▶ CHALLENGE 1:
Using the passage on moving beehives, answer each question below.
(a) In what car did they drive the screened hive downtown?
(b) About what time was it when they decided to get some food on the return trip?
(c) Whose t-shirt was Jill wearing in Chick-fil-a?

▶ DOCUMENT EXCERPT:
******

With all this activity, the bees had become a bit of bother to Walter and his wife (100 yards or so from the hives), so we decided to try to move a couple of hives away from the primary bee yard (still generously hosted by the Lowers).
We coordinated with my good friend David who has some land in the heart of downtown, and he cleared some space for us to transport some hives there. After we combined this low hive with the one that’d started developing the queen cell, we loaded up the car with the screened hive from the day before, and drove it downtown. In the Prius.


On the way there, Jill found a bee crawling around on her veil, so she stuck her head out the window. (On the way back, she found a bee IN her veil)
Hive one, in place.

Release the hounds!

Hive in place with super dark cityscape.

On the return trip to the bee yard, we decided to get some food (at this point it was like 8:30), so Jill did some bee-biz in the back seat to activate our official W3B debik kard.
Jill lookin proper in Chick-fil-a. Reppin’ the Alabama Beekeepers Association t shirt too.

After munching, we grabbed the second-newest swarm hive and headed to the railroad yard again. Stephanie drove in her veil. 

Here’s a shot from the following morning of both hives in place near the railroad tracks.

******

▶ RAW DATA:

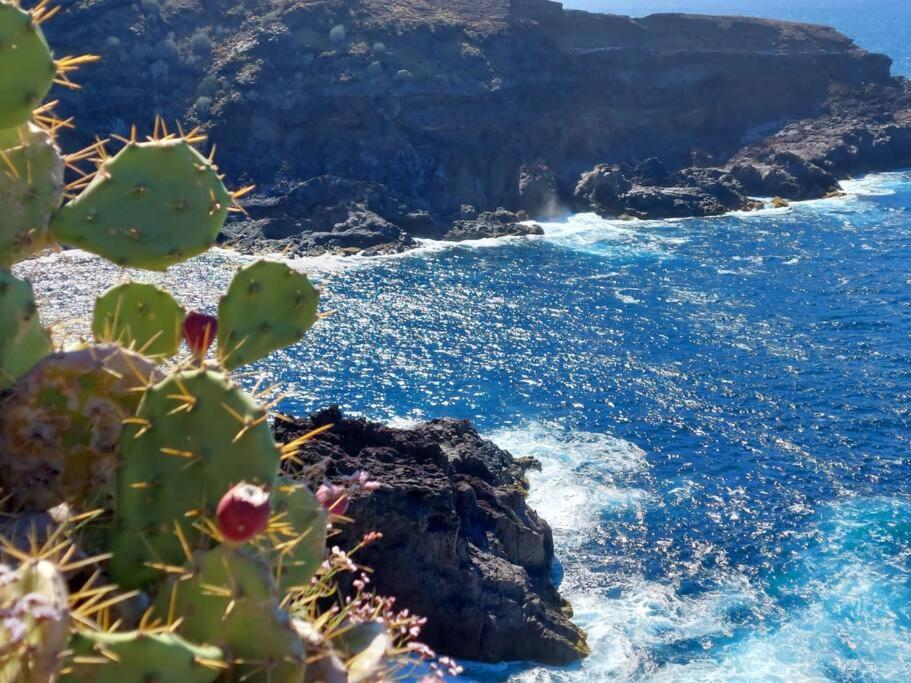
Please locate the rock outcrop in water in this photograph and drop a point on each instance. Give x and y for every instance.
(367, 123)
(460, 545)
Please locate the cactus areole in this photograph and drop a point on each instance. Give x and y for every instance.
(199, 332)
(243, 512)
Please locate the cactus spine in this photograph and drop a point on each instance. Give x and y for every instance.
(141, 317)
(268, 305)
(23, 341)
(171, 478)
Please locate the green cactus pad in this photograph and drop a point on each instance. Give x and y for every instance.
(138, 657)
(27, 68)
(231, 601)
(61, 424)
(35, 599)
(23, 341)
(31, 188)
(139, 316)
(268, 305)
(299, 527)
(150, 206)
(201, 435)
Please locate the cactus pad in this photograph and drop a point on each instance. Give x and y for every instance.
(150, 206)
(27, 68)
(60, 427)
(196, 435)
(229, 597)
(139, 657)
(299, 528)
(268, 305)
(23, 341)
(34, 632)
(31, 188)
(139, 316)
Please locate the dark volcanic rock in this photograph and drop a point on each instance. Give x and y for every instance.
(499, 223)
(460, 545)
(426, 106)
(601, 189)
(539, 195)
(326, 213)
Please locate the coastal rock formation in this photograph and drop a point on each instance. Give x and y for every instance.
(499, 223)
(460, 545)
(424, 107)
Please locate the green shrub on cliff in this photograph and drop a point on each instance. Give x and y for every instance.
(166, 481)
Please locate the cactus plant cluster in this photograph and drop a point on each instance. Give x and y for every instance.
(156, 477)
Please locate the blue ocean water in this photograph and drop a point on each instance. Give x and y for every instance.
(722, 408)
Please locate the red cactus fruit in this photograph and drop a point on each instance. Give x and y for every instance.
(333, 497)
(199, 330)
(243, 512)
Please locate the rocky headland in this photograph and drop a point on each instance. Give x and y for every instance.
(366, 124)
(460, 544)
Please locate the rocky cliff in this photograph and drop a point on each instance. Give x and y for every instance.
(366, 122)
(460, 545)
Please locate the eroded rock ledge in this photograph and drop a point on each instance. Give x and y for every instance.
(460, 545)
(367, 124)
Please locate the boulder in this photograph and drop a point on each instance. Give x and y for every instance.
(600, 189)
(460, 544)
(538, 193)
(499, 223)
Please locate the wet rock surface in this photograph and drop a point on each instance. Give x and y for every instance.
(365, 137)
(460, 544)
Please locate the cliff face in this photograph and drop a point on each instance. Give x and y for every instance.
(435, 105)
(460, 545)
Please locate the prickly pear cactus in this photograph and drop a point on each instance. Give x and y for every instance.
(61, 425)
(150, 206)
(23, 341)
(139, 316)
(299, 528)
(228, 597)
(268, 306)
(140, 657)
(195, 435)
(31, 188)
(34, 628)
(27, 68)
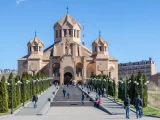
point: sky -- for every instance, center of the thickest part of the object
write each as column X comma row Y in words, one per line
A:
column 131, row 27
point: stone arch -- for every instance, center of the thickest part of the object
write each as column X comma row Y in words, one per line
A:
column 68, row 74
column 80, row 82
column 56, row 67
column 91, row 69
column 111, row 71
column 79, row 67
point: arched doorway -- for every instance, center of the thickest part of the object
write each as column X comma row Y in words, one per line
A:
column 68, row 74
column 67, row 78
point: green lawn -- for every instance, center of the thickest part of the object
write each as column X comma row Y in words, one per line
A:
column 146, row 110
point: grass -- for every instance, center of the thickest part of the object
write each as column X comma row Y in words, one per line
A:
column 9, row 110
column 147, row 110
column 154, row 98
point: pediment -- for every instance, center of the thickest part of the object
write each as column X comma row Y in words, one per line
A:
column 67, row 25
column 77, row 26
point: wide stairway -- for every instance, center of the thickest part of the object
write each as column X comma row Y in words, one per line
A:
column 73, row 100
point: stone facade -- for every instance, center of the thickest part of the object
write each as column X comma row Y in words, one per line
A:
column 68, row 58
column 147, row 67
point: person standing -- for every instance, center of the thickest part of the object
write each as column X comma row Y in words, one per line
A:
column 127, row 102
column 82, row 100
column 138, row 105
column 64, row 92
column 68, row 94
column 34, row 100
column 99, row 93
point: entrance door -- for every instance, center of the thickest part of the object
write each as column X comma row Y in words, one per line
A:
column 67, row 78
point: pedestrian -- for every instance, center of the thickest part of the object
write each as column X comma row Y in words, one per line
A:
column 64, row 92
column 99, row 102
column 138, row 105
column 34, row 100
column 99, row 93
column 62, row 86
column 88, row 90
column 82, row 100
column 68, row 94
column 96, row 96
column 102, row 92
column 127, row 102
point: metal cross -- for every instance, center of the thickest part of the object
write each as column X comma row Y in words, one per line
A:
column 35, row 33
column 67, row 9
column 99, row 33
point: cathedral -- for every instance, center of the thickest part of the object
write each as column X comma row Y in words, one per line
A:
column 68, row 58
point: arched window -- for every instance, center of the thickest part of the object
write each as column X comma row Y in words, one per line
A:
column 79, row 72
column 56, row 72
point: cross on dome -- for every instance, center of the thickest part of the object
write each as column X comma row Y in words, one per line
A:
column 67, row 9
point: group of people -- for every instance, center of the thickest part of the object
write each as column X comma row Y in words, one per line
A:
column 138, row 105
column 64, row 93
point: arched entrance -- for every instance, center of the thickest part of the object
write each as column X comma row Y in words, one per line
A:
column 67, row 78
column 68, row 74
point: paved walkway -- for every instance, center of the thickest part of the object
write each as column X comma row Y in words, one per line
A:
column 111, row 106
column 73, row 100
column 42, row 100
column 76, row 113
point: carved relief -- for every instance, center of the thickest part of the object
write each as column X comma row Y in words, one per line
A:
column 33, row 66
column 101, row 66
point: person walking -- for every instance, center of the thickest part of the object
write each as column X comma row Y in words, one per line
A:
column 34, row 100
column 68, row 94
column 99, row 93
column 138, row 105
column 88, row 90
column 82, row 100
column 127, row 102
column 102, row 92
column 64, row 92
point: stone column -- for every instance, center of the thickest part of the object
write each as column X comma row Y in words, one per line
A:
column 74, row 69
column 84, row 67
column 61, row 76
column 62, row 33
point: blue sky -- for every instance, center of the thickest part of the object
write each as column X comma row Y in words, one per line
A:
column 131, row 27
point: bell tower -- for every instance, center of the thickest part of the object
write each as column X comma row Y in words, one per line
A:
column 67, row 24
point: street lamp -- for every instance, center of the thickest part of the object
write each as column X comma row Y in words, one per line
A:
column 141, row 88
column 107, row 85
column 125, row 85
column 12, row 96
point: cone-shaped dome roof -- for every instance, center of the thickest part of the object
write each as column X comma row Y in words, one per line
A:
column 35, row 40
column 69, row 19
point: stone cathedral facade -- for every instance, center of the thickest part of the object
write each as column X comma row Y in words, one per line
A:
column 67, row 58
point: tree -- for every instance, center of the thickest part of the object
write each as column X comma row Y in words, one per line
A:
column 3, row 96
column 145, row 93
column 131, row 91
column 10, row 90
column 18, row 91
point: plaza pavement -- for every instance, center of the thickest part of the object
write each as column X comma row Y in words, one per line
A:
column 42, row 100
column 111, row 106
column 76, row 113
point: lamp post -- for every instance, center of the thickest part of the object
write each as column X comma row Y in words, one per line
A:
column 107, row 85
column 12, row 96
column 23, row 91
column 31, row 90
column 141, row 88
column 125, row 85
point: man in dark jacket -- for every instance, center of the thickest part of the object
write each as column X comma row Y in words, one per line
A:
column 138, row 106
column 34, row 100
column 127, row 106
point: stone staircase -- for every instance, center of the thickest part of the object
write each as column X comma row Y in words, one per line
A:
column 74, row 100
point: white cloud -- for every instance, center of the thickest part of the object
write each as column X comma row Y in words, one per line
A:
column 43, row 1
column 18, row 2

******

▶ CHALLENGE 2: Extract from the rows, unchanged, the lines starting at the line that contains "point: stone arch" and ending at the line that contains "column 146, row 110", with both of those lines included.

▶ PROBLEM SOLUTION 1:
(a) The Prius.
(b) About 8:30.
(c) The Alabama Beekeepers Association's.

▶ PROBLEM SOLUTION 2:
point: stone arch -- for every instance, center of the thickest part of the object
write each as column X comma row Y in words, one per line
A:
column 68, row 74
column 80, row 82
column 56, row 67
column 91, row 69
column 111, row 71
column 79, row 67
point: arched doorway -- for every instance, center of the thickest part of the object
write each as column X comma row Y in words, one per line
A:
column 68, row 74
column 67, row 78
point: green lawn -- for every instance, center of the thickest part of the object
write each as column X comma row Y in words, one per line
A:
column 146, row 110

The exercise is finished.